「臼井健士」さんのページ

7点 血の轍

[ネタバレあり]

「惡の華」で知られる押見先生の最新作。
冒頭、母親とおぼしき女性に手を引かれ散歩する幼子。途中で道路に横たわる猫を見付けるのだが・・・・。

場面は変わり、夢が覚めて母親に促されて朝食をとる少年。その朝食が「肉まん」・・・・・・・・・・・・・・・・・・・・ん?
朝食が「肉まん」?平凡な日常の描写の中に違和感のある描写が混じる。
物語の舞台は日本の群馬県。
少年の名は「長部静一(おさべせいいち)」。
生年月日は1981年3月19日。
学年は中学2年生で早生まれだから年齢はまだ13歳。
時代は昭和から平成へと移ってから6年が経過しようとしていた・・・・。
でもそれはそれ。日本の一都市にある平凡な核家族の何処にでもあるような風景のひとつに過ぎない・・・・・はず。

-=-=-

* やること:
[A] 「血の轍」の感想文で、主人公の少年の名前は何ですか？
[B] 「血の轍」の感想文の続きを、最後の文の次から書いてください。
このデータは今回の作業には関係ありません。

* データ抜粋:
-=-=-

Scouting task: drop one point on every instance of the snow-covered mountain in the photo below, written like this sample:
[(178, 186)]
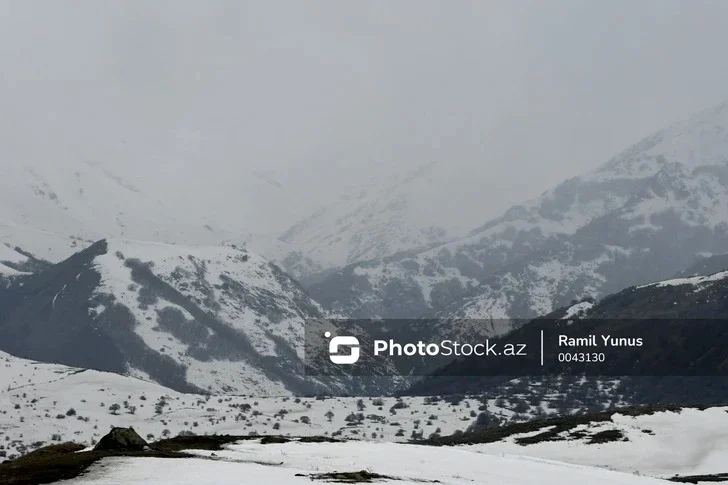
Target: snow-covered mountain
[(384, 217), (646, 214), (209, 319), (53, 210)]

-=-=-

* タスク別の答え:
[A] 長部静一（おさべせいいち）

[B]
静一には父の兄弟の子供で従兄弟に当たる男の子がいてよく遊びに来ていた。
夏休みに入る前にも毎週のように遊びに来る従兄弟とその母親。
清一と母親は毎週のように歓迎した。
そして、夏休みに双方の家族で山登りに行く。それが悲劇の引き金になるとは誰も思っていなかった。
思っていなかった・・・・・・・・・・・・はず・・・・・。

母親にとって息子とは自分の胎内から出でた異性。
それは親としての範疇を逸脱した愛情を注ぐ存在か?
母親のセリフからは全く母親の真意が汲み取れず、表情や仕草や態度で母親の心情を表すという構成が見事!
1巻では母親の親族は全く登場せず、母親の実家での育成環境は察し難い。
「日常生活で忍び寄る恐怖」は足音さえ立てない。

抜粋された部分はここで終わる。